| GIVEN TASK |
Pull out every line below that contains the word "white", copying each one in full.

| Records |
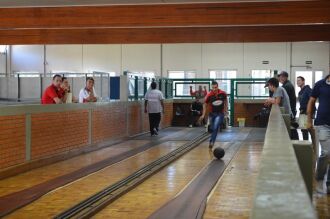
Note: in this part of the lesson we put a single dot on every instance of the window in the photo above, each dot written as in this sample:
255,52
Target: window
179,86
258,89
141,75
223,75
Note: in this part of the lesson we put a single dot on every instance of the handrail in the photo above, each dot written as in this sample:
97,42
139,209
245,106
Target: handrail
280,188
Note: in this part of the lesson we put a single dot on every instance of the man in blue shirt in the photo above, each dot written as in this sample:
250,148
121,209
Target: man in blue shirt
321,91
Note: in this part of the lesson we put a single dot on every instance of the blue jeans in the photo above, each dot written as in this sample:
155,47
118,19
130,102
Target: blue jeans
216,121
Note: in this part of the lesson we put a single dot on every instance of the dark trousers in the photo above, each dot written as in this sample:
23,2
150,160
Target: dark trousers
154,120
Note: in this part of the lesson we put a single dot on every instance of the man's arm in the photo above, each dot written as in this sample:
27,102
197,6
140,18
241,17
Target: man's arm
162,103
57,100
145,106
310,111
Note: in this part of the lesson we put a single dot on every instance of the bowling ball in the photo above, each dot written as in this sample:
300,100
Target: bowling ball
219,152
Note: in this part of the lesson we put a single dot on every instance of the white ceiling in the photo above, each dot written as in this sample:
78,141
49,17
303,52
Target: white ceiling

--

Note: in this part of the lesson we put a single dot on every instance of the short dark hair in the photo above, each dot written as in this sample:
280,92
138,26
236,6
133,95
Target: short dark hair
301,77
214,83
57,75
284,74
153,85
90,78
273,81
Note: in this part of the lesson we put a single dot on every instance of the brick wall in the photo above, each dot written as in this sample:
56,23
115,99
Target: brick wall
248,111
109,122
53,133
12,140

| REPLY TO THE TASK |
Note: in this part of the lesson we put a single dot on every instance of the white ceiling in the photo above, each dot written as in this sample:
Target: white ceiling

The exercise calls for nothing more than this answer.